- Documento -
• • • •
La recente conferenza del CNIPA su "La sicurezza ICT nella pubblica
amministrazione: strategie ed azioni", cui purtroppo non ho avuto modo di
assistere, ma della quale ho studiato le relazioni disponibili, mi offre lo
spunto per alcune riflessioni "allargate" sul rapporto tra pubblica
amministrazione e sicurezza.
Occupandomi da tempi non sospetti della divulgazione della cultura della
sicurezza, ed essendo fermamente convinto che la prima arma di difesa è l'informazione,
vedo ovviamente con piacere ogni evento che miri a sensibilizzare il pubblico
generale sui temi connessi alla tutela delle infrastrutture ICT e dei patrimoni
informativi nella società dell'informazione, soprattutto se l'attore
principale è lo Stato.
D'altro canto vedo con una certa preoccupazione il
proliferare di molteplici iniziative in materia, spesso scoordinate se non
addirittura in conflitto tra loro, ad opera dei soggetti pubblici più
disparati. È singolare tutto questo fervore ultimamente sbandierato dalla PA, a
quasi ogni livello, verso i temi della sicurezza ICT. La mia sensazione, che mi
piacerebbe vedere smentita dai fatti futuri, è che tale committment sia
spesso più di facciata che di sostanza. Diciamocelo francamente: la sicurezza
al giorno d'oggi va di moda, e spesso basta invocarla per vedersi magicamente
aprire opportunità (leggi: budget) che altrimenti sarebbero rimaste precluse.
• • • •
- Da svolgere -
A) Riporta il passo del testo sulla sicurezza ICT nella pubblica amministrazione da "D'altro canto vedo" a "sarebbero rimaste precluse.".
B) Prosegui il testo sulla sicurezza ICT nella pubblica amministrazione, partendo subito dopo la sua ultima frase.
Le voci provengono da un'altra fonte.
• • • •
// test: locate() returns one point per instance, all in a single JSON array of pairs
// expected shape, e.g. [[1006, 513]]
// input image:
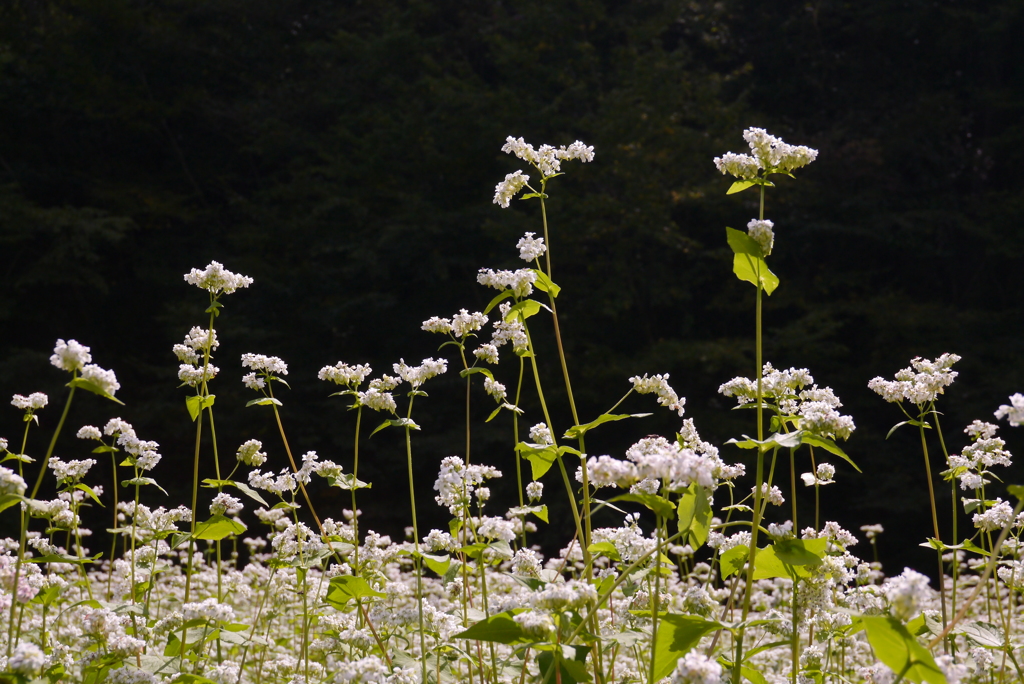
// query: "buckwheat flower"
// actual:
[[541, 434], [530, 248], [10, 482], [104, 380], [495, 389], [486, 352], [28, 659], [435, 325], [659, 385], [536, 625], [89, 432], [465, 323], [31, 402], [996, 517], [508, 188], [72, 471], [70, 355], [695, 668], [216, 280], [1014, 412], [906, 593], [343, 374], [224, 504], [266, 365], [762, 233], [377, 399], [193, 376]]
• • • •
- Risposte attese -
A)
D'altro canto vedo con una certa preoccupazione il
proliferare di molteplici iniziative in materia, spesso scoordinate se non
addirittura in conflitto tra loro, ad opera dei soggetti pubblici più
disparati. È singolare tutto questo fervore ultimamente sbandierato dalla PA, a
quasi ogni livello, verso i temi della sicurezza ICT. La mia sensazione, che mi
piacerebbe vedere smentita dai fatti futuri, è che tale committment sia
spesso più di facciata che di sostanza. Diciamocelo francamente: la sicurezza
al giorno d'oggi va di moda, e spesso basta invocarla per vedersi magicamente
aprire opportunità (leggi: budget) che altrimenti sarebbero rimaste precluse.

B)
Da questo punto di vista, forse, la sicurezza ha preso quel posto che negli anni
'80 e '90 è stato dell'informatica in generale, quando la "vecchia"
PA bruciò miliardi e miliardi in una tanto frenetica quanto disordinata "corsa
all'informatizzazione" che sfociò in progetti solo in parte efficaci in
quanto poco armonizzati, male strutturati e peggio gestiti.
D'altronde i fatti parlano chiaro quantomeno nel
ridimensionare, se non proprio nello smentire, taluni dei proclami che a più
riprese questa o quella PA hanno fatto nel corso degli anni. Basta vedere il
faticoso e lento procedere dell'innovazione all'interno dei labirintici
meandri dell'amministrazione dello Stato per rendersi conto che, in buona
sostanza, a tanto parlare spesso non seguono azioni concrete. Il protocollo
informatico e la posta elettronica certificata, strumenti nati per snellire i
rapporti tra le pubbliche amministrazioni, e che avrebbero dovuto essere in peno
esercizio da tempo, sembrano appena usciti dalla sperimentazione ed iniziano ora
a muovere per davvero i loro primi incerti passi tra lo scetticismo dei più.
L'Indice delle pubbliche amministrazioni che, istituito nel lontano 2000,
avrebbe dovuto costituire il repository centralizzato delle informazioni
di interfaccia tra cittadini e PA, è popolato quasi solo da volenterose
comunità montane e ardite agenzie in vena di sperimentazione, ma brilla per l'assenza
di ministeri e regioni (in compenso c'è una interessante amministrazione che
si chiama "Test".).
Per non parlare del fatto che, a due anni dall'entrata in
vigore della "legge sulla privacy", si è reso necessario promulgare l'ennesima
proroga della proroga dei tempi di adeguamento, proprio per venire incontro alle
tante PAC e PAL che ancora non hanno fatto pressoché nulla per ottemperare alle
tutto sommato semplici, e perfino intelligenti, richieste della legge.
Tutto ciò stride alquanto con taluni proclami trionfalistici
che, una volta abbassatosi il polverone, rivelano scenari piuttosto desolanti.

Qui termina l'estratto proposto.